-- start of Data provided --

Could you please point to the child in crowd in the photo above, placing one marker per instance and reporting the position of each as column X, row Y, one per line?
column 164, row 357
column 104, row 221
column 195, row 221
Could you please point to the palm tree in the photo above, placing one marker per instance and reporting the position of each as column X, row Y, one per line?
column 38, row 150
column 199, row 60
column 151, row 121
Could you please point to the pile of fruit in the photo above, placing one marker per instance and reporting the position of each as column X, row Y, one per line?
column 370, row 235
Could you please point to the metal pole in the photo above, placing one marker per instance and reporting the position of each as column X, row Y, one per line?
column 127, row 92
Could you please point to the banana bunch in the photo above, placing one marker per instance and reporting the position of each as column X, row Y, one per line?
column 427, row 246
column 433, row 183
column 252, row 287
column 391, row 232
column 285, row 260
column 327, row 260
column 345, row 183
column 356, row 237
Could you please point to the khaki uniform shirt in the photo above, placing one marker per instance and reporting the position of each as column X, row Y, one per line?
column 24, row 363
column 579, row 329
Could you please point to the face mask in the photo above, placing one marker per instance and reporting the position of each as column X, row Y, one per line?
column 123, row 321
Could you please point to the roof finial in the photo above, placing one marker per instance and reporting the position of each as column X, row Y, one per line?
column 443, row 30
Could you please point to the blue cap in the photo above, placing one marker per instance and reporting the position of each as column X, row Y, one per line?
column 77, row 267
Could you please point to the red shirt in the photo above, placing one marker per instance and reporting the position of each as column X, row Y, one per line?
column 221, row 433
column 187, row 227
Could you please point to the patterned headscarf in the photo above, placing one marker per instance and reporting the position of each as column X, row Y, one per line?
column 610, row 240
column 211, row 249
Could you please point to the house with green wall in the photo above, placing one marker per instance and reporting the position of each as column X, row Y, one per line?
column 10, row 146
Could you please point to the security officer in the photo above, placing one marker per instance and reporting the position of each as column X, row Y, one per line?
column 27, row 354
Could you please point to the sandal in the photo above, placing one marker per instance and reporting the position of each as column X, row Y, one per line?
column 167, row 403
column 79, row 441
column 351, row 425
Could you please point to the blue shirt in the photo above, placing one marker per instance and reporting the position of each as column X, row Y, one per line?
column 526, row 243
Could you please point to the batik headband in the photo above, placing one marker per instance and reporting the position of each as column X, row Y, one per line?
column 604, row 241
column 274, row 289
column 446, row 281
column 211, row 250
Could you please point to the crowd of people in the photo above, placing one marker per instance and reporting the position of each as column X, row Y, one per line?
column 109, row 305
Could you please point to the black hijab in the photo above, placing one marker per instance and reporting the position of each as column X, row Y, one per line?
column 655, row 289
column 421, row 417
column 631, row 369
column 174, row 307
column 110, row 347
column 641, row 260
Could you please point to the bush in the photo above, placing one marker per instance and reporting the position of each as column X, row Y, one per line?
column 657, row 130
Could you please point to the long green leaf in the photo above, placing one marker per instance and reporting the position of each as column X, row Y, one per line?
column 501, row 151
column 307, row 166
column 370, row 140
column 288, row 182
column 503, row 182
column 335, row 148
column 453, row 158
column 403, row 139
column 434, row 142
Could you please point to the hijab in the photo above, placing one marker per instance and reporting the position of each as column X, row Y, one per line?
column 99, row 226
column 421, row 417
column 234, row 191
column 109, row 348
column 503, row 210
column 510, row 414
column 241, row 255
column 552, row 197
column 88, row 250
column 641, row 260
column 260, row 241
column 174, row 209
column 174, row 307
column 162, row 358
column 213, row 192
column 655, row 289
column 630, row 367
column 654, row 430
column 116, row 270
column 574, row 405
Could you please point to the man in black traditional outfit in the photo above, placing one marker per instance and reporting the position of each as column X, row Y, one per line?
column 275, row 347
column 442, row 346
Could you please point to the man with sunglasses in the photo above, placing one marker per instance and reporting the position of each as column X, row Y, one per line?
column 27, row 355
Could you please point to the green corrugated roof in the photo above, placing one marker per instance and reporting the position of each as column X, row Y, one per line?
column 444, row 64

-- end of Data provided --

Stated goal: Return the items above word for word, from the first line through the line that contains "column 195, row 221", including that line.

Result of this task:
Could you please point to the child in crowd in the photo above, placing one marker per instance and reporting the position of each as column X, row Y, one per line?
column 164, row 357
column 104, row 221
column 195, row 221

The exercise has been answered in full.